Elton de Souza disse que o projeto do perímetro irrigado preserva e não toca nas áreas turísticas, como o Lajedo de Soledade, com suas inscrições rupestres, assim como garante a exploração das áreas petrolíferas e das culturas de sequeiros e de vazantes, com o arroz vermelho, das margens do rio Apodi, ficam longe da região de chapada, onde as pessoas que vivem no campo sobrevivem da extração da lenha e da cal provenientes das jazidas de calcário, além do caju produzido na Lagoa do Apodi.

"O projeto vem para somar", disse o secretário de Agricultura, para informar que Apodi sobrevive hoje, como a maioria dos municípios, basicamente dos recursos da previdência social e do Fundo de Participação dos Municípios (FPM). Com a irrigação chegando, segundo ele, cerca de R$ 7 serão acrescidos à economia do município: "É outro volume de recursos equivalente às aposentadorias e ao FPM".

Para ele, o projeto do perímetro irrigado tem alguns "diferenciais", que garantem, por exemplo, o lote para os 154 proprietários que terão suas terras desapropriadas pelo governo federal. "Existem um 90 proprietários morando dentro de suas terras. A todos eles é garantido um lote, só não ficam se não quiserem".

Outro dado importante do projeto, aponta o secretário, é que o Instituto Federal de Educação Tecnológica (IFRN) de Apodi vai formar 90 técnicos em Zootecnia, pessoal esse que poderá concorrer a a 120 lotes, cada um com 16 hectares, o dobro do lote que será destinado aos agricultores familiares, que respondem por 85% dos beneficiados. "É preciso acabar com esse discurso de que o agricultor familiar não pode deixar de ser pequeno para ser um grande produtor".

Compra da produção seria garantida

Presidente da Associação do Distrito Irrigado do Baixo Açu, o empresário Guilherme Saldanha informou que "é preciso terminar com essa bobagem" de que empresários e pequenos agricultores não podem conviver juntos. Ele disse que o setor empresarial pode firmar parcerias com os agricultores familiares, garantindo a compra de insumos e , principalmente, dividir os custos da energia, "que são altos" e respondem por 60% das despesas.

Guilherme Saldanha disse que no Baixo Açu existem lotes isolados, também tem aqueles que tocam o negócio da agricultura irrigada em parceria com outros. Segundo ele, a primeira etapa do projeto tem 2.400 dos três mil hectares em uso. De um total de 11 empresas, oito estão em atividade, enquanto de 195 pequenos produtores, pelo menos 135 estão produzindo banana, mamão, feno e outras culturas.

POSIÇÃO

Saldanha admitiu que existe o interesse do Dnocs em tocar o resto do projeto, mas para isso, é necessária uma tomada de posição do governo, inclusive com relação aos lotes que estão sem produzir e que tem sido alvo de especulação imobiliária. "Existem corretores lá dentro", declarou ele, achando que o governo precisa reaver as terras e concedê-las a quem quer produzir.

O perímetro irrigado do Vale do Açu tem 197 lotes, a maioria, 156 é de 8,52 hectares somados a primeira e segunda etapas, enquanto 25 são de lotes empresariais, com área média de 145 hectares cada.

AMOSTRA DOS DADOS.
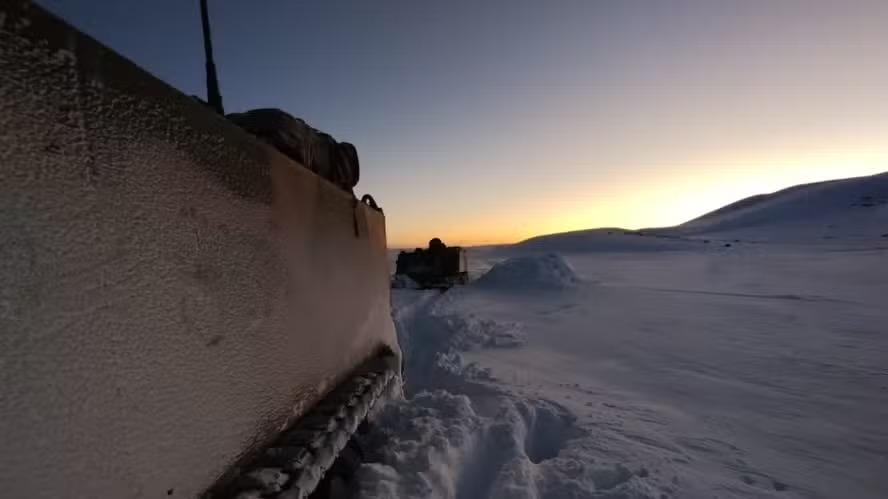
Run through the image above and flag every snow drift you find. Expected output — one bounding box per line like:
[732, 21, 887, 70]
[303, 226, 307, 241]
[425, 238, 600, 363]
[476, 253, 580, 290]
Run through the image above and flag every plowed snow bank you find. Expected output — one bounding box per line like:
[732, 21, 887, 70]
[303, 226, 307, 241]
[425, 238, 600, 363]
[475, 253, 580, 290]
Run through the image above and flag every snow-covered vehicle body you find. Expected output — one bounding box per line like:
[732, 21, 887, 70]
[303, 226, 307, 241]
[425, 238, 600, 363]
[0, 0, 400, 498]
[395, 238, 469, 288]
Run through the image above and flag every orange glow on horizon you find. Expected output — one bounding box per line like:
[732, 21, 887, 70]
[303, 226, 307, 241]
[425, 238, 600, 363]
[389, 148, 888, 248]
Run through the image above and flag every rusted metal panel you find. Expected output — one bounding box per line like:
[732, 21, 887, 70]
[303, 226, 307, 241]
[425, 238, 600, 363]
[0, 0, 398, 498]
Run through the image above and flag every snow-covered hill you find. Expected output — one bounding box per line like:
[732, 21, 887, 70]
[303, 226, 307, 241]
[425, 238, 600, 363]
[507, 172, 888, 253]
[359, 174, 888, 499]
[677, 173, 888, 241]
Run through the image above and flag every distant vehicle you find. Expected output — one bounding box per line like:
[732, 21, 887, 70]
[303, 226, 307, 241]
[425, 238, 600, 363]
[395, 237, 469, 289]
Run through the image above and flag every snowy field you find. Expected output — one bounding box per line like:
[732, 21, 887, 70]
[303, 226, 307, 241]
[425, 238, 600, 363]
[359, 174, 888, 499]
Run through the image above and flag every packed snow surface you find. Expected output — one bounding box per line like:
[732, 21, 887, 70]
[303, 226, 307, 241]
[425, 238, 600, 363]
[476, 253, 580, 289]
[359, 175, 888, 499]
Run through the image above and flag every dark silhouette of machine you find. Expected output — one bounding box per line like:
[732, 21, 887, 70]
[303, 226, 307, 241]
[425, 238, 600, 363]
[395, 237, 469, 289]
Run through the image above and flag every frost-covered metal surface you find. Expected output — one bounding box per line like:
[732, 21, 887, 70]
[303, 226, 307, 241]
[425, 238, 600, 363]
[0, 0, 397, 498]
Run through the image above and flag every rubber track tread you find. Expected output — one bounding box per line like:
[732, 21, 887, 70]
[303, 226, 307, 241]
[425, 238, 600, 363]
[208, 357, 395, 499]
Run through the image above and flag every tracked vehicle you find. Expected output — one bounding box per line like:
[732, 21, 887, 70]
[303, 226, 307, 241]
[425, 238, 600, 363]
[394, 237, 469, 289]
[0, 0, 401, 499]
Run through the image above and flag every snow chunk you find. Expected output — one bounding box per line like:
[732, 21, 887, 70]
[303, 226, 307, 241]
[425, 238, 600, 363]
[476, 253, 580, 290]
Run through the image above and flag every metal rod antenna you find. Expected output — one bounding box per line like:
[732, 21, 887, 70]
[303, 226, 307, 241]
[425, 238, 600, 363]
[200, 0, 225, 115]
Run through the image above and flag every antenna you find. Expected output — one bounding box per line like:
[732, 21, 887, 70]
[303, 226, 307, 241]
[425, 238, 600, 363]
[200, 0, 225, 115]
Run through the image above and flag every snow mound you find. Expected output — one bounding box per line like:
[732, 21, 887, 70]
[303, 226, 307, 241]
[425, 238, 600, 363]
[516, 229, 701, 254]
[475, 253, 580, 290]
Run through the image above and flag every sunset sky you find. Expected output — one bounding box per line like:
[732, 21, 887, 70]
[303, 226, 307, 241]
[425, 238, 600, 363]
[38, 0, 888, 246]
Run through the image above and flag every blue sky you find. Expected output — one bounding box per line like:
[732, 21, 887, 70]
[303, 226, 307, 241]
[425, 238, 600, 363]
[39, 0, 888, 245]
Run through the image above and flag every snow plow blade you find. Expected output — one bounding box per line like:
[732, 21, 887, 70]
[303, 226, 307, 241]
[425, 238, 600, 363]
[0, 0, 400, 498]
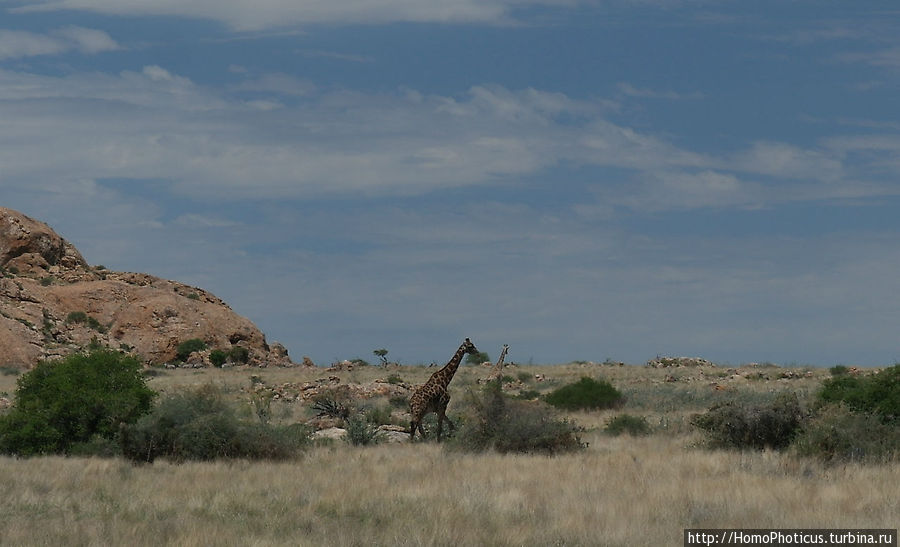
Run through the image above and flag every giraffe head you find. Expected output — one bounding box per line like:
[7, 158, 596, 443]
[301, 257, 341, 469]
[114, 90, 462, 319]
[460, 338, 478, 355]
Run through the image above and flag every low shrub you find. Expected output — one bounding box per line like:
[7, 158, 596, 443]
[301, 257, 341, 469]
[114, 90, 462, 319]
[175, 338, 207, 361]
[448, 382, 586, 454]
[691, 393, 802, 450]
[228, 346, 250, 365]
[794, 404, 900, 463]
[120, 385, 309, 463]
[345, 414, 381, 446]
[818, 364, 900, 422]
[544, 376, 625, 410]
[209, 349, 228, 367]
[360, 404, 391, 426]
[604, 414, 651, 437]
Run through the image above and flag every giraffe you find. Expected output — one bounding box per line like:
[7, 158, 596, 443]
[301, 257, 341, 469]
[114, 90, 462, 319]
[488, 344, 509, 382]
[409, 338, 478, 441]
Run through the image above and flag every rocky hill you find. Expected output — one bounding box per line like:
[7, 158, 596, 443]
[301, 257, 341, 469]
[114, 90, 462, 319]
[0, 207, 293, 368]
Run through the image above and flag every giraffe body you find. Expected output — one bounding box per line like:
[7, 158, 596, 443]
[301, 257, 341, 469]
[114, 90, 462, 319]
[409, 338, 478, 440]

---

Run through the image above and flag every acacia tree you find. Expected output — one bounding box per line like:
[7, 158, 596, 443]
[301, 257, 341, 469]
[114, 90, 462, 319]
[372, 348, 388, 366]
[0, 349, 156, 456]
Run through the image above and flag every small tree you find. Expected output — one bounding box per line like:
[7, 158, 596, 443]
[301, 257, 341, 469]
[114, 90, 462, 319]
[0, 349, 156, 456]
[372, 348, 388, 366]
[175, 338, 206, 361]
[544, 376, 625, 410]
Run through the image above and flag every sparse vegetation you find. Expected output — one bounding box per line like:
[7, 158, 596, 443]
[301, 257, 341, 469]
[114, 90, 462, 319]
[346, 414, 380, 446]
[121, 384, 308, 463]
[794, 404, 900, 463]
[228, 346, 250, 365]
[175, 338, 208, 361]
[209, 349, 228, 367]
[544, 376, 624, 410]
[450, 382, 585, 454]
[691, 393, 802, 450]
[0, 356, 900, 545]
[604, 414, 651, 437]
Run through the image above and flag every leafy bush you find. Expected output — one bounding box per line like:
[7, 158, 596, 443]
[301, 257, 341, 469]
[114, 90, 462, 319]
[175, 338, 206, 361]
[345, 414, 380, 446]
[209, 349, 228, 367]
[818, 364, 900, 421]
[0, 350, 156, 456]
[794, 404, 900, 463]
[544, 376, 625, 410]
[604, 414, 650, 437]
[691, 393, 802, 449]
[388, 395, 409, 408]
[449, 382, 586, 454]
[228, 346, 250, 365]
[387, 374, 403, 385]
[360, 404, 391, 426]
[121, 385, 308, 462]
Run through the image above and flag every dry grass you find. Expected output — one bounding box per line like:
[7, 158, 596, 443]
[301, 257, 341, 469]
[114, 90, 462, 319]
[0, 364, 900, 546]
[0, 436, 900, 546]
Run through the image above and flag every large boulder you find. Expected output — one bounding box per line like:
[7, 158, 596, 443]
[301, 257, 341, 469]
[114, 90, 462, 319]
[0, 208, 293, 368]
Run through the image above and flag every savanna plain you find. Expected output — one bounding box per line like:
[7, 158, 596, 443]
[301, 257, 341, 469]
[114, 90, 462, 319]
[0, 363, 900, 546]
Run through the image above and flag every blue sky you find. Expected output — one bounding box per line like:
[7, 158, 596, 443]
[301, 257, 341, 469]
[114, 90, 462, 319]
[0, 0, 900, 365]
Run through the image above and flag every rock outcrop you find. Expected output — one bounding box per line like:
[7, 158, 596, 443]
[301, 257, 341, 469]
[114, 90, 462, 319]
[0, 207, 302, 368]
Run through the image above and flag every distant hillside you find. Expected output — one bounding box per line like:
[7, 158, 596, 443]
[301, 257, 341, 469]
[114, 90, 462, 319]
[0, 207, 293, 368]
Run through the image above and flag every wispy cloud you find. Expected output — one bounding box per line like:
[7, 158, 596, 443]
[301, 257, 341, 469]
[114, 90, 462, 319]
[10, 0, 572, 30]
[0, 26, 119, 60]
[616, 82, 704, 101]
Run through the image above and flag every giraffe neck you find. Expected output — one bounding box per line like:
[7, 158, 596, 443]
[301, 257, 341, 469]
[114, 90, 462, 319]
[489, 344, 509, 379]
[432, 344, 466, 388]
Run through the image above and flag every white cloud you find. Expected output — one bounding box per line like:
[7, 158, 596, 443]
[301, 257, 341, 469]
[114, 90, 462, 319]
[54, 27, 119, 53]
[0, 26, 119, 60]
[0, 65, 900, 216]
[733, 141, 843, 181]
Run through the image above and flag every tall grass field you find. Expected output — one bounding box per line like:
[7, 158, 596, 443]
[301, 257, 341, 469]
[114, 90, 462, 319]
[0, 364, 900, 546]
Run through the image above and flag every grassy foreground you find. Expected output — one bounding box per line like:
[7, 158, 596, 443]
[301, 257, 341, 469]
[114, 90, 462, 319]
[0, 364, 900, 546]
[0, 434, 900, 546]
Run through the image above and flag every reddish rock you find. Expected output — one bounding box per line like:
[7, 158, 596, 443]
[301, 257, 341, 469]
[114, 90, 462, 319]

LISTA DE TAREFAS.
1 - Indique se cada afirmação está de acordo com o texto sobre o perímetro irrigado de Apodi, respondendo sim ou não e citando literalmente as palavras do texto que decidem a questão: (a) os custos da energia respondem por 60% das despesas; (b) no Baixo Açu, todas as 11 empresas estão em atividade; (c) os agricultores familiares correspondem a 85% dos beneficiados.
2 - Transcreva, do texto sobre o perímetro irrigado de Apodi, o trecho que vai de "Guilherme Saldanha disse" até "e outras culturas.".

RESPOSTAS POR TAREFA.
1 -
(a) Sim: "respondem por 60% das despesas".
(b) Não: "De um total de 11 empresas, oito estão em atividade".
(c) Sim: "que respondem por 85% dos beneficiados".

2 -
Guilherme Saldanha disse que no Baixo Açu existem lotes isolados, também tem aqueles que tocam o negócio da agricultura irrigada em parceria com outros. Segundo ele, a primeira etapa do projeto tem 2.400 dos três mil hectares em uso. De um total de 11 empresas, oito estão em atividade, enquanto de 195 pequenos produtores, pelo menos 135 estão produzindo banana, mamão, feno e outras culturas.